+++ Selected text +++

I could do it now, but refactoring would be better in with regard to consistent
naming, placement, etc...
>
> > + for (uint tableno= join->const_tables; tableno< table_count; )
> > + {
> > + JOIN_TAB *tab= join->join_tab + tableno;
> > + const POSITION *pos= join->best_positions + tableno;
> > +
> > + switch (pos->sj_strategy)
> > + {
> > + case SJ_OPT_NONE:
> > + tableno++;
> > + break;
> > + case SJ_OPT_MATERIALIZE_LOOKUP:
> > + case SJ_OPT_MATERIALIZE_SCAN:
> > + case SJ_OPT_LOOSE_SCAN:
> > + case SJ_OPT_DUPS_WEEDOUT:
> > + case SJ_OPT_FIRST_MATCH:
> > + /*
> > + Remember the first and last semijoin inner tables; this serves to tell
> > + a JOIN_TAB's semijoin strategy (like in check_join_cache_usage()).

+++

• _Given instruction 1_:
Retype the part of the semijoin code excerpt from "I could do it" to "tableno< table_count; )".
• _Given instruction 2_:
In the semijoin code excerpt, what does the comment say remembering the first and last semijoin inner tables serves to do?
The material that follows has no connection to the semijoin code excerpt.

+++ Supplied data +++

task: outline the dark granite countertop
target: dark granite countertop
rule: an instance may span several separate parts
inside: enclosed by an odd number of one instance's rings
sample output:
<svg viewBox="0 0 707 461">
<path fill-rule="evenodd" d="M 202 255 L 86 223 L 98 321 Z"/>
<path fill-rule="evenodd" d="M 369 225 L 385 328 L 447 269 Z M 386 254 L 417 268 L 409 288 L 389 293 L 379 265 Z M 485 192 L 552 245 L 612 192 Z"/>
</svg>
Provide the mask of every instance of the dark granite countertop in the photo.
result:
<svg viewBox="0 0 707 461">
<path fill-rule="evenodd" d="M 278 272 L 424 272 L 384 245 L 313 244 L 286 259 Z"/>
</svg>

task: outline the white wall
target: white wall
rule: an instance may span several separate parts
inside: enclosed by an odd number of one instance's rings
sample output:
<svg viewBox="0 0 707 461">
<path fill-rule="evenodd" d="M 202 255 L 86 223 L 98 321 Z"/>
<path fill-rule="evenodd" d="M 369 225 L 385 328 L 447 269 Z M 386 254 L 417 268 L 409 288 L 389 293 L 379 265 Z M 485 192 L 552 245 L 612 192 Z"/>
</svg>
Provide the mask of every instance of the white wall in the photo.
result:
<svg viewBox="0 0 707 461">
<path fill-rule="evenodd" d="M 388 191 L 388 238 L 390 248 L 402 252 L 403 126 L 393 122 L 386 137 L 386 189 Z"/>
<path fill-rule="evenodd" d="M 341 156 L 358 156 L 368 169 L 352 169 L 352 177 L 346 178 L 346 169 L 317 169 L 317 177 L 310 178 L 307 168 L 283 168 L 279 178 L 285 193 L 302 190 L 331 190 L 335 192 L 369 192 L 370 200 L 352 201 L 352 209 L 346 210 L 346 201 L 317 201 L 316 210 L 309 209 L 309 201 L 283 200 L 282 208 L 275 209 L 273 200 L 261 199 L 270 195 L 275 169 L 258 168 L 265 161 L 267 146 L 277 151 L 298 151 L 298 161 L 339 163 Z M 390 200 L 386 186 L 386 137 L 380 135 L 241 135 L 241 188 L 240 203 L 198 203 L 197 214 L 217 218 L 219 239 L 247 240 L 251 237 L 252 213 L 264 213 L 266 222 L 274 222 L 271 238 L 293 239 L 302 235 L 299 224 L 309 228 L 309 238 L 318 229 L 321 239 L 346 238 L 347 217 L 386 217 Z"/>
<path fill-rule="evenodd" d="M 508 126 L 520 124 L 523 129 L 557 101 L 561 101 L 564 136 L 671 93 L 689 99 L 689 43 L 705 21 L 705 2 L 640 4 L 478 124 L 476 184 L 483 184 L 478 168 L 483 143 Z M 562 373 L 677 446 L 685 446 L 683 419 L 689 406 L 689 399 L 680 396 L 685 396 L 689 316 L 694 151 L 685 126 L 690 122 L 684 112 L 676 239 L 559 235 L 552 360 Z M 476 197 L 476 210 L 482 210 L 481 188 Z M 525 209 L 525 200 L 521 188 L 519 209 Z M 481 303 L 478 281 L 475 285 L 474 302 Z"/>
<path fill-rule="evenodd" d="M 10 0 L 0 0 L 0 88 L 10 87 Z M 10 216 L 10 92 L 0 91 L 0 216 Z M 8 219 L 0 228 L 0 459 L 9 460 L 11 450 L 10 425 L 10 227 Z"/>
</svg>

+++

• _Full solution 1_:
I could do it now, but refactoring would be better in with regard to consistent
naming, placement, etc...
>
> > + for (uint tableno= join->const_tables; tableno< table_count; )

• _Full solution 2_:
It serves to tell a JOIN_TAB's semijoin strategy.